Given instruction 1: Summarize the forum thread on sanding a Gheenoe floor in two sentences.
Given instruction 2: In the forum thread on sanding a Gheenoe floor, how long does DuckNut say to leave the boat turned over to dry?
Given instruction 3: Copy the passage from the forum thread on sanding a Gheenoe floor word for word, beginning at "Then I would wet" and ending after "a good thing.".

# Sanding floor of Gheenoe



## Back Country (Dec 30, 2017)

Sorry for the funky placement of the pics. Still on the learning curve.


----------



## Guest (Aug 27, 2018)

Ok, you need to sand/grind to bare glass! Make sure no paint or gelcoat is where you need to achieve a bond. Make sure there are no shinny spots and you should get a good bonding surface. Now that you’ve washed it with soap and water... don’t need to again. Wipe with acetone followed by a good wax and grese remover before glassing to remove any residual contaminates. Kinda tough to tell from the pics, but looks to me like you need to do some more sanding.


----------



## DuckNut (Apr 3, 2009)

Here is what I would do now that you have sanded:

Get some DEP purple cleaner/degreaser and scrub. Then blast with a pressure washer. Turn it over for a couple days and let it dry.

Then I would wet it out and lay the cloth in. There will be enough area that the epoxy sticks and will never cause an issue. If you were making a different type of repair then I would tell you to grind away, but not in this case. If you do you will be grinding the glass there to Kleenex thin and that is not a good thing.

You've sanded enough - move along.


----------



## Back Country (Dec 30, 2017)

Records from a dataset
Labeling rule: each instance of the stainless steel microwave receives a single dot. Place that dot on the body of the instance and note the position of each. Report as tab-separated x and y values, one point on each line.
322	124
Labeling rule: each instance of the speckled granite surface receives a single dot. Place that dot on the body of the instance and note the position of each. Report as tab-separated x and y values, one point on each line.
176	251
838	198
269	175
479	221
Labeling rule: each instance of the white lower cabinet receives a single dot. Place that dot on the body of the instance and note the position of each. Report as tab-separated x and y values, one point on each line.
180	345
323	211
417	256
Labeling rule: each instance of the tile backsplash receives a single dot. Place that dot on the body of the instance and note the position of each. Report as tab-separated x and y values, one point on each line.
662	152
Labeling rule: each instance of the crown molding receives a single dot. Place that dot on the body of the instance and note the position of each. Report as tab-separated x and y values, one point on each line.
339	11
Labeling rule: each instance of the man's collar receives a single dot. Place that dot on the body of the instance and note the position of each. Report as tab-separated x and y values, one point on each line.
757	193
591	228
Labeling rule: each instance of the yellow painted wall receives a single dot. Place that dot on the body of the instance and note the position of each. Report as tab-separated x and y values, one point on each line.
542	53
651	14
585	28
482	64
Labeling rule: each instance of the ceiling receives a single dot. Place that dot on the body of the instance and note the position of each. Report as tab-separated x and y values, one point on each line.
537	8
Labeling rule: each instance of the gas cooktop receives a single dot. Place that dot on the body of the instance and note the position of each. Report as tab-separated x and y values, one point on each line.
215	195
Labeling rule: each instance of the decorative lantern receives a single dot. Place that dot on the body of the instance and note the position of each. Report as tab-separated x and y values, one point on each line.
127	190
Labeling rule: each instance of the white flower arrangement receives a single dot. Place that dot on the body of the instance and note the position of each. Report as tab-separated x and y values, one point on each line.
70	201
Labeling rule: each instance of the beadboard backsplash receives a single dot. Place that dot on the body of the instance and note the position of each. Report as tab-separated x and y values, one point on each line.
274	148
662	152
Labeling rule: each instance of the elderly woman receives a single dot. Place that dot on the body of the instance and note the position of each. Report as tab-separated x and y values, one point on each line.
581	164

Complete response 1: One reply advises sanding or grinding down to bare glass with no paint, gelcoat, or shiny spots left, then wiping with acetone and a wax and grease remover before glassing. Another reply says the sanding already done is enough and recommends scrubbing with DEP purple cleaner/degreaser, pressure washing, and letting the boat dry for a couple of days before wetting it out and laying in the cloth.

Complete response 2: A couple of days.

Complete response 3:
Then I would wet it out and lay the cloth in. There will be enough area that the epoxy sticks and will never cause an issue. If you were making a different type of repair then I would tell you to grind away, but not in this case. If you do you will be grinding the glass there to Kleenex thin and that is not a good thing.